"Hey Mom, maybe when we get home can we go look at the garden together?" Jack says.
"Maybe," I say. "We'll see." Craig gone all week, Jane there with him, Arts Camp, long trailing ends of exhaustion whisp through the car. The showcase opening tonight, we all previewed it. Jane toured us. She glowed with satisfaction, bubbled really as if carbonated. Some indivisible quality of her surfaced, an immovable cornerstone, confidence a symptom of it.
Jack had carried my bag, tagged along, swept in the gap when I needed help, waited while I visited, made conversation himself. Foreman of the minutia, he was just there when I needed him.
"Okay," Jack says. "I just really want to."
Oh yeah, the garden. The garden. Even as I sigh, an engulfing sigh that seems to go on and on and on, I hear the invitation in his voice. Together, he says.
"Well, Betsy, peed out of her clothes," I say, "and there is food to be made, but maybe. We'll see. I do love looking at the garden."
"I know," he says. "It just always changes. Even over half a day it seem like a plant has moved." He memorizes the plants like faces in a classroom.
"I know," I say. "I know what you mean." I picture the sprawling garden, rolling-green over green over forest-green. Jack the gardener knows every leaf, every turn of a petal, every reach and strive of stem. He bunches the earth up and pulls it open and smooths it flat. He cultivates a showcase of his own.
He takes me to his gallery.
Gratitude:
5464. Friends invite us to dinner. We show up on the wrong day, ten minutes late, and unannounced. Still, they invite us in, the eight of us, and encircle us with hospitality. The evening lingers on their back porch, drawn out slow and delicious.
5465. Kefir water. I try something new. Jack and Lucy help me brew it.

_TASK OBJECTIVE_
Write out the passage about the garden word for word, between "Oh yeah, the" and "in a classroom.", inclusive. Draw only on the passage about the garden.

_SOURCE MATERIAL_
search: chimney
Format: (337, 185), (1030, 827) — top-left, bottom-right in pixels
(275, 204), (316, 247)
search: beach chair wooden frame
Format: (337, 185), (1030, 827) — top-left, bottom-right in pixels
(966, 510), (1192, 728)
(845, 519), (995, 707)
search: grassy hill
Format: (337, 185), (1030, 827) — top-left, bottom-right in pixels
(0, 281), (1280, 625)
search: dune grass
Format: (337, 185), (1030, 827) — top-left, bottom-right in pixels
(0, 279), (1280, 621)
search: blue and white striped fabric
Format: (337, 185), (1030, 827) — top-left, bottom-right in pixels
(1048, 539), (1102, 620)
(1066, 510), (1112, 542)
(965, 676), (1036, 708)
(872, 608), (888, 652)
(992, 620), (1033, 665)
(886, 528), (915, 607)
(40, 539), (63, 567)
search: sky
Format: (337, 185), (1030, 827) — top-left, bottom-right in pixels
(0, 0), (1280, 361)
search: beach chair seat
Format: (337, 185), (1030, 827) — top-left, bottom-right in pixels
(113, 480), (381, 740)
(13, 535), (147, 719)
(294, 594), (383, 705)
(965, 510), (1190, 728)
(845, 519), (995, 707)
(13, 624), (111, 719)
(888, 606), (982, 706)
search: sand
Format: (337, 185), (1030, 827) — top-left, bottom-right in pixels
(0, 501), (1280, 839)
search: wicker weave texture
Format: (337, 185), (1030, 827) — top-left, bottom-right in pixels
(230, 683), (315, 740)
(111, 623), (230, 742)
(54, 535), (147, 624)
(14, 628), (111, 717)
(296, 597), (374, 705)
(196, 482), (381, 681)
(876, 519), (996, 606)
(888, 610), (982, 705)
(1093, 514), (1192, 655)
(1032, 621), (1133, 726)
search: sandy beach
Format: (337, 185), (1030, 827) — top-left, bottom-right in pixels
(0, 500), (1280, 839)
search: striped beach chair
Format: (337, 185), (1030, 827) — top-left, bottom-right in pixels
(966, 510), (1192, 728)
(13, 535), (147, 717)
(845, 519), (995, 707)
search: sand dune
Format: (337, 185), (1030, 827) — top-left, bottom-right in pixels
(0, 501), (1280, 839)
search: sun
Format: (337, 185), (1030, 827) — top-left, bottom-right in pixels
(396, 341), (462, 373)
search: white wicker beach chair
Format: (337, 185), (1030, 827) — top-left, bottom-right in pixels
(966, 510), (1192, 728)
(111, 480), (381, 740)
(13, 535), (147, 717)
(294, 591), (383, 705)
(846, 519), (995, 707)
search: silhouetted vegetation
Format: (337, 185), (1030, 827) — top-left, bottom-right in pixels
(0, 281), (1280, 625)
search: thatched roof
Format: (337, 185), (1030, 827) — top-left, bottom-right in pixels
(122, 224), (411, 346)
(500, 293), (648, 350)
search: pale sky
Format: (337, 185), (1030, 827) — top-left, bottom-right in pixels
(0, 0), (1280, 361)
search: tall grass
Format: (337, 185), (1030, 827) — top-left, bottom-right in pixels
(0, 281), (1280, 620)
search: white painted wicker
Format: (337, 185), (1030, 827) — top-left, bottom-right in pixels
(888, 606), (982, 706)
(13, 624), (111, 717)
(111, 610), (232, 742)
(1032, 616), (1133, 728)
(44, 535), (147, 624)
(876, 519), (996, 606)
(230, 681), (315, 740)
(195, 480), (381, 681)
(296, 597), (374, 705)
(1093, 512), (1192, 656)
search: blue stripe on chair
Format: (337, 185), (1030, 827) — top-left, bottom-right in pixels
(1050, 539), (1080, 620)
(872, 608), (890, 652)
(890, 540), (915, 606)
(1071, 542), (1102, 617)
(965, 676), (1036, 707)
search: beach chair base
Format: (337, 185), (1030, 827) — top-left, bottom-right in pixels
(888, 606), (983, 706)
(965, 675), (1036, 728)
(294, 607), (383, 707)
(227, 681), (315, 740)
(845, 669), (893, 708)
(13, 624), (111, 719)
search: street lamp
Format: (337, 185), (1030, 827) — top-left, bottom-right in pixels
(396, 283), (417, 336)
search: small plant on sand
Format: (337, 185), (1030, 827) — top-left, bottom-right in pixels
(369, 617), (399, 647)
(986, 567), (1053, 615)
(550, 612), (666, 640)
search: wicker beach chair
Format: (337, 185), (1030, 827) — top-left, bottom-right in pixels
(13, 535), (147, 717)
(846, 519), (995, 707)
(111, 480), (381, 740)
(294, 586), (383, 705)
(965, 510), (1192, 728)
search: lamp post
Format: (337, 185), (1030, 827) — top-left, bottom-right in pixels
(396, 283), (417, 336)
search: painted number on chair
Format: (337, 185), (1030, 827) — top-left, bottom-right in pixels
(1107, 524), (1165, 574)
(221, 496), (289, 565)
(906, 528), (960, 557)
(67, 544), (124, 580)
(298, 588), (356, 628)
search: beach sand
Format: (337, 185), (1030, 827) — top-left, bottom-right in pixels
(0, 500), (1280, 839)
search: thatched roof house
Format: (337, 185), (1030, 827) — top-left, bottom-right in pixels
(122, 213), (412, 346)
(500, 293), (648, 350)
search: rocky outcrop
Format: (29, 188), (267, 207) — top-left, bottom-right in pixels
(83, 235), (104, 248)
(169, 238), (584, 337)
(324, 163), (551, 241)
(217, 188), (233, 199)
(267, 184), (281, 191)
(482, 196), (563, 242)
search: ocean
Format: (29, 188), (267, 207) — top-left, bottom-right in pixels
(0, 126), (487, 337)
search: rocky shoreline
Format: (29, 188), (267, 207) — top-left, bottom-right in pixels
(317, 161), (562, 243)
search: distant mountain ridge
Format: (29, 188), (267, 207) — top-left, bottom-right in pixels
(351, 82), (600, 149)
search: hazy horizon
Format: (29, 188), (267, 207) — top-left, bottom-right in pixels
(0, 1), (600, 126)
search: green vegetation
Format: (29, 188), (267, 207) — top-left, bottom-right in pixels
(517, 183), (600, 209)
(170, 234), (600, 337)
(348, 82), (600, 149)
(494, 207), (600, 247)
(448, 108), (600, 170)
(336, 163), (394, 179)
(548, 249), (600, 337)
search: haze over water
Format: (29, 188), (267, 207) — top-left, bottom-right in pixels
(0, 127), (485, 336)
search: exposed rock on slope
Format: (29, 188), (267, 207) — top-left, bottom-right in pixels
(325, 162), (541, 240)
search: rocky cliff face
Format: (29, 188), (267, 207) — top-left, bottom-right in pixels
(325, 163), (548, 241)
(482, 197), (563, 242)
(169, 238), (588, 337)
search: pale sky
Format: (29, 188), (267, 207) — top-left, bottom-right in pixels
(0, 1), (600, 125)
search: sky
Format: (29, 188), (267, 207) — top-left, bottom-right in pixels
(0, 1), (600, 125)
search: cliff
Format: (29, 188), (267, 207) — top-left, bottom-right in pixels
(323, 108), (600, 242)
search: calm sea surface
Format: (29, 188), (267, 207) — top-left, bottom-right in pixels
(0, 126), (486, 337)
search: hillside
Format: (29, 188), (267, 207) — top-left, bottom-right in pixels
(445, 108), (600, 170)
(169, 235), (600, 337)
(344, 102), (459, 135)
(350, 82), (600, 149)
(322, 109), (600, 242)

_COMPLETED EXERCISE_
Oh yeah, the garden. The garden. Even as I sigh, an engulfing sigh that seems to go on and on and on, I hear the invitation in his voice. Together, he says.
"Well, Betsy, peed out of her clothes," I say, "and there is food to be made, but maybe. We'll see. I do love looking at the garden."
"I know," he says. "It just always changes. Even over half a day it seem like a plant has moved." He memorizes the plants like faces in a classroom.